_The task_
Copy out the whole piece on Jennifer Joyner's memoir below, word for word.

>> start Source extract

WRAL-TV’s Jennifer Joyner‘s memoir, Designated Fat Girl, is already getting high praise.
WRAL-TV Assignment Editor Jennifer Joyner isn’t just finding news leads these days, she’s making news. Joyner has penned a food addiction memoir about her own struggles. Designated Fat Girl is scheduled for release on September 1, 2010, and it’s already getting attention from none other than Oprah.
Publisher’s Weekly is giving advanced praise of the work as well: “[I]n her engaging memoir, [Jennifer Joyner] reveals the incredible toll morbid obesity took on her life. Joyner paid dearly during her sixteen-year battle with food. She tallies the costs in ruined friendships, stalled professional advancement, rocky family relationships, and shattered self-esteem. . . . She gamely explores circumstances in her life accounting for her twisted logic surrounding food and happiness.”
O, the Oprah Magazine, chose Designated Fat Girl as one of its “10 Titles to Pick Up Now” for its Sept. 2010 issue. Based on all the advanced praise, Joyner’s publisher has already made the book available for purchase on Amazon.com, ahead of the original release date.

>> end Source extract
>> start Extracted data

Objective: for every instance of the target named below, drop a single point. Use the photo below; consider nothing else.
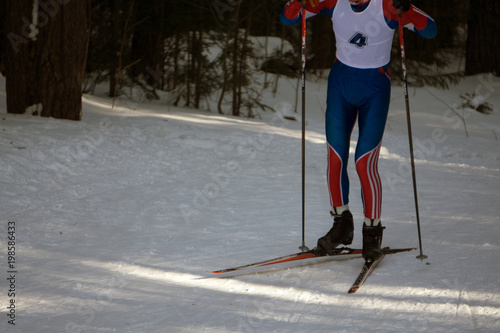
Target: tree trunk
(46, 57)
(483, 44)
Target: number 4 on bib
(359, 40)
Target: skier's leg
(339, 122)
(372, 120)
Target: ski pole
(422, 256)
(303, 247)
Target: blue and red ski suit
(359, 87)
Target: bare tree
(45, 57)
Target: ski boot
(372, 241)
(342, 232)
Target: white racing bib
(363, 39)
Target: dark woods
(194, 51)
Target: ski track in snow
(118, 217)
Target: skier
(359, 88)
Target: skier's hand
(402, 5)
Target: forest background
(52, 51)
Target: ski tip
(352, 290)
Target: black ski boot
(372, 241)
(342, 232)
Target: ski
(341, 253)
(367, 269)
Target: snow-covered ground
(118, 216)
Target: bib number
(359, 40)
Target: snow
(118, 216)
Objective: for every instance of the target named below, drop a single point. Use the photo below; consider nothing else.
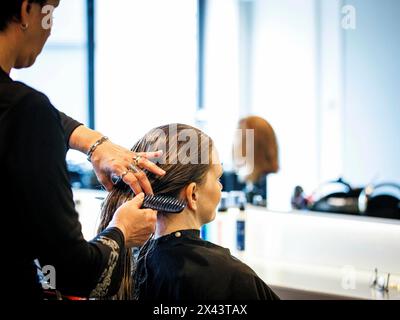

>> end Extracted data

_The completed task_
WRAL-TV’s Jennifer Joyner‘s memoir, Designated Fat Girl, is already getting high praise.
WRAL-TV Assignment Editor Jennifer Joyner isn’t just finding news leads these days, she’s making news. Joyner has penned a food addiction memoir about her own struggles. Designated Fat Girl is scheduled for release on September 1, 2010, and it’s already getting attention from none other than Oprah.
Publisher’s Weekly is giving advanced praise of the work as well: “[I]n her engaging memoir, [Jennifer Joyner] reveals the incredible toll morbid obesity took on her life. Joyner paid dearly during her sixteen-year battle with food. She tallies the costs in ruined friendships, stalled professional advancement, rocky family relationships, and shattered self-esteem. . . . She gamely explores circumstances in her life accounting for her twisted logic surrounding food and happiness.”
O, the Oprah Magazine, chose Designated Fat Girl as one of its “10 Titles to Pick Up Now” for its Sept. 2010 issue. Based on all the advanced praise, Joyner’s publisher has already made the book available for purchase on Amazon.com, ahead of the original release date.